SET EXERCISE = Pull out the stretch of records from the line containing "Bet you can't find snow-capped" through the line containing "[0,365,1170,658]", and reproduce those lines word for word.

Stored items:
* * * *

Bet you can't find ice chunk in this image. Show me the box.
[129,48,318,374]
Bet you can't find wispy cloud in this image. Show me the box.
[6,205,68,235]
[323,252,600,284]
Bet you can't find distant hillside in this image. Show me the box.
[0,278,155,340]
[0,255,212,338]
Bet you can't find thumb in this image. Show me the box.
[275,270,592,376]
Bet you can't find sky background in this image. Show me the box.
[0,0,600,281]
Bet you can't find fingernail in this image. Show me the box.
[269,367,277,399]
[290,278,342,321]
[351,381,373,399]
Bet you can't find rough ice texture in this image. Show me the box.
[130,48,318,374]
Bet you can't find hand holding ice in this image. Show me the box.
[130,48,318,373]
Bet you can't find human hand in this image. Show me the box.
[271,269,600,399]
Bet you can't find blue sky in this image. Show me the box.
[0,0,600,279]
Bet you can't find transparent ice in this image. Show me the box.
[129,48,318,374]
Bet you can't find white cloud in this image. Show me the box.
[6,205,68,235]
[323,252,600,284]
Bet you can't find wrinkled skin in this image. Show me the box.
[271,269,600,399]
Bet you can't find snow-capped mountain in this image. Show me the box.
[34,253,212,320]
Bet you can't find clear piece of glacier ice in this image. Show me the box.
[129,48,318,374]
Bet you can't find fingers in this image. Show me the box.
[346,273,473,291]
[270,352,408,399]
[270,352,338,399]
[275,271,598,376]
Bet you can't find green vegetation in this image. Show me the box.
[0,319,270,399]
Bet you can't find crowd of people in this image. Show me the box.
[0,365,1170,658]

* * * *

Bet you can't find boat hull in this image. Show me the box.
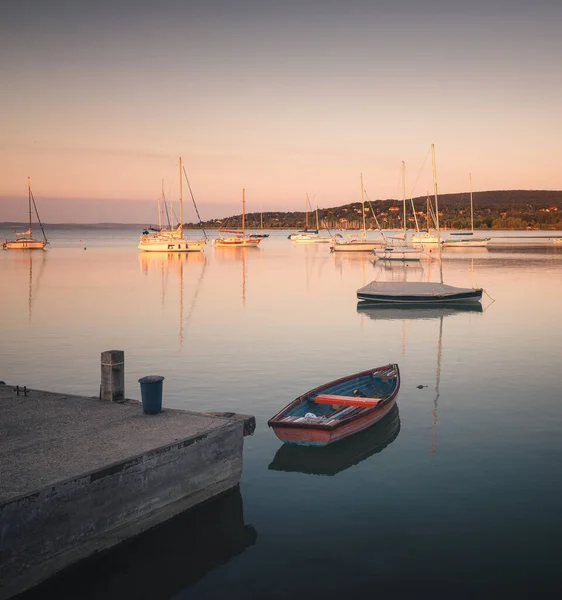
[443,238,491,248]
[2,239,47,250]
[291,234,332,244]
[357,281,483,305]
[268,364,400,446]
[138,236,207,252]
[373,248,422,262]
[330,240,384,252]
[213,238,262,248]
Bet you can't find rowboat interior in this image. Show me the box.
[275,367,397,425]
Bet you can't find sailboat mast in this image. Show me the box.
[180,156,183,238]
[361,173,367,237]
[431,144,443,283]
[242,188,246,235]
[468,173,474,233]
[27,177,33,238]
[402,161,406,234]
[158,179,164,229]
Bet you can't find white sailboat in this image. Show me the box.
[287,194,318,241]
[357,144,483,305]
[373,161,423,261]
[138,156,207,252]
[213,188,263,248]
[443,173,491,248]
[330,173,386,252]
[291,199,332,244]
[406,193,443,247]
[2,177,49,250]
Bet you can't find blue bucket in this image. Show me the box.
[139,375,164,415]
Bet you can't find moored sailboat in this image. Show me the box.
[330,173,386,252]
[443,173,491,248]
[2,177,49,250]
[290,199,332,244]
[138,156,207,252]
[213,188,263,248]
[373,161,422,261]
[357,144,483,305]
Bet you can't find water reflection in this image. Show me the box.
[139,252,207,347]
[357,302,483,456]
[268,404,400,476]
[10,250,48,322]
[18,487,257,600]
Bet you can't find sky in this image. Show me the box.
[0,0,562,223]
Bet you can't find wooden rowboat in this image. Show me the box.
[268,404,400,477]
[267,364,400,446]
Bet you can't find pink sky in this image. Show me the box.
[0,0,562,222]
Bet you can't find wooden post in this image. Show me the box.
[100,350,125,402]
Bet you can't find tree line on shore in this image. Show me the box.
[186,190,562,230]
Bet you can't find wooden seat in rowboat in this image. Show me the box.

* * * *

TASK ANSWER =
Bet you can't find snow-capped mountain in this image. Show me the box.
[34,253,212,320]
Bet you can't find clear piece of glacier ice in this image. Show me the box.
[129,48,318,374]
Bet you can't find fingers in this image. Show me the box.
[346,273,473,291]
[270,352,408,399]
[270,352,338,399]
[275,271,598,376]
Bet you can't find green vegetation in this image. Show me the box.
[0,319,270,399]
Bet you can't find crowd of people in this image. Show me the box.
[0,365,1170,658]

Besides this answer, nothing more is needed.